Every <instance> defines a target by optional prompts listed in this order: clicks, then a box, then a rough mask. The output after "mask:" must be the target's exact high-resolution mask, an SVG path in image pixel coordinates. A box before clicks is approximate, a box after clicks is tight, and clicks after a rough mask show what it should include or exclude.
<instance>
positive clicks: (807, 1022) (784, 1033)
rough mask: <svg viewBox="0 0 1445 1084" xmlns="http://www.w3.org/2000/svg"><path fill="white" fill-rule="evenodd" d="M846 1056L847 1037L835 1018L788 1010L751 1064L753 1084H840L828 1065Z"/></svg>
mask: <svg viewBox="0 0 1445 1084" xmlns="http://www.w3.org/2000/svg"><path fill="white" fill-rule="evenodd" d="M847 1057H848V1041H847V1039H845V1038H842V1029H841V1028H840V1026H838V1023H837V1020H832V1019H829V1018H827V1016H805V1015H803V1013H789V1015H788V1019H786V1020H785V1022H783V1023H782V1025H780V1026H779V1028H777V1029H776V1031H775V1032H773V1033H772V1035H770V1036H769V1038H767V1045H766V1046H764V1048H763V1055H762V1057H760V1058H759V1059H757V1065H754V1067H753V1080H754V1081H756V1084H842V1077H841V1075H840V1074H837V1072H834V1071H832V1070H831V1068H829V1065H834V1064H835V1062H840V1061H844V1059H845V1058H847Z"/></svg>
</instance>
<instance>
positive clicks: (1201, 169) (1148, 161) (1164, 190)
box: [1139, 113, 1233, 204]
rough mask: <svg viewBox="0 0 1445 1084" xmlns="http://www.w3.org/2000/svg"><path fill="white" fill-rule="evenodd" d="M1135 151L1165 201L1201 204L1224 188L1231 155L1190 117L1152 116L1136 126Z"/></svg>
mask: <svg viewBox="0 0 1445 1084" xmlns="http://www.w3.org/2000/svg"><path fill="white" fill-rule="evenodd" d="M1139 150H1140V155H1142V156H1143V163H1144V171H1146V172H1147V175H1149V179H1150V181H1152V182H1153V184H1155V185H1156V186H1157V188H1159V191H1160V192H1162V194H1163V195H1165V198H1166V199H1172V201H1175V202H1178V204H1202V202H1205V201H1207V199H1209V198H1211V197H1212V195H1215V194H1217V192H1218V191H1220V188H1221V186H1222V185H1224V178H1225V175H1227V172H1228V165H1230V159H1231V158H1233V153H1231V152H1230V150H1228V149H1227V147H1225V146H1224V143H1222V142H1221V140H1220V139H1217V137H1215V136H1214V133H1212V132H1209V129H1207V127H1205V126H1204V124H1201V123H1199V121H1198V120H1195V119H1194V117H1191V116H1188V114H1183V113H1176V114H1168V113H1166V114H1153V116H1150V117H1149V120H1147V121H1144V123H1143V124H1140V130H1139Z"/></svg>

### Problem
After reading the data above, return it verbatim in full.

### Task solution
Every <instance> defines a target by optional prompts listed in this order: clicks, then a box, then a rough mask. The output after "mask:" must be the target's exact high-resolution mask, an SVG path in image pixel coordinates. A box before clicks is approximate, a box after clicks is tight, and clicks after a rough mask show what it should include or exclude.
<instance>
positive clicks: (807, 1022) (784, 1033)
rough mask: <svg viewBox="0 0 1445 1084" xmlns="http://www.w3.org/2000/svg"><path fill="white" fill-rule="evenodd" d="M846 1056L847 1037L835 1018L788 1010L751 1064L753 1084H840L828 1065Z"/></svg>
mask: <svg viewBox="0 0 1445 1084" xmlns="http://www.w3.org/2000/svg"><path fill="white" fill-rule="evenodd" d="M847 1057H848V1041H847V1039H845V1038H842V1029H841V1028H840V1026H838V1023H837V1020H832V1019H829V1018H827V1016H805V1015H803V1013H789V1015H788V1019H786V1020H785V1022H783V1023H782V1025H780V1026H779V1028H777V1029H776V1031H775V1032H773V1033H772V1035H770V1036H769V1038H767V1045H766V1046H764V1048H763V1055H762V1057H760V1058H759V1059H757V1065H754V1067H753V1080H754V1081H756V1084H842V1077H841V1075H840V1074H837V1072H834V1071H832V1070H831V1068H829V1065H834V1064H835V1062H840V1061H844V1059H845V1058H847Z"/></svg>
</instance>
<instance>
positive clicks: (1201, 169) (1148, 161) (1164, 190)
box: [1139, 113, 1233, 204]
rough mask: <svg viewBox="0 0 1445 1084" xmlns="http://www.w3.org/2000/svg"><path fill="white" fill-rule="evenodd" d="M1135 151L1165 201L1201 204L1224 188L1231 155L1190 117L1152 116L1136 126Z"/></svg>
mask: <svg viewBox="0 0 1445 1084" xmlns="http://www.w3.org/2000/svg"><path fill="white" fill-rule="evenodd" d="M1139 150H1140V155H1142V156H1143V163H1144V171H1146V172H1147V175H1149V179H1150V181H1152V182H1153V184H1155V185H1156V186H1157V188H1159V191H1160V192H1162V194H1163V195H1165V198H1166V199H1172V201H1175V202H1178V204H1202V202H1205V201H1207V199H1209V198H1211V197H1212V195H1215V194H1217V192H1218V191H1220V188H1221V186H1222V185H1224V178H1225V175H1227V172H1228V165H1230V159H1231V158H1233V153H1231V152H1230V150H1228V149H1227V147H1225V146H1224V143H1222V142H1221V140H1220V139H1217V137H1215V136H1214V133H1212V132H1209V129H1207V127H1205V126H1204V124H1201V123H1199V121H1198V120H1195V119H1194V117H1191V116H1188V114H1183V113H1176V114H1168V113H1166V114H1153V116H1150V117H1149V120H1147V121H1144V123H1143V124H1140V130H1139Z"/></svg>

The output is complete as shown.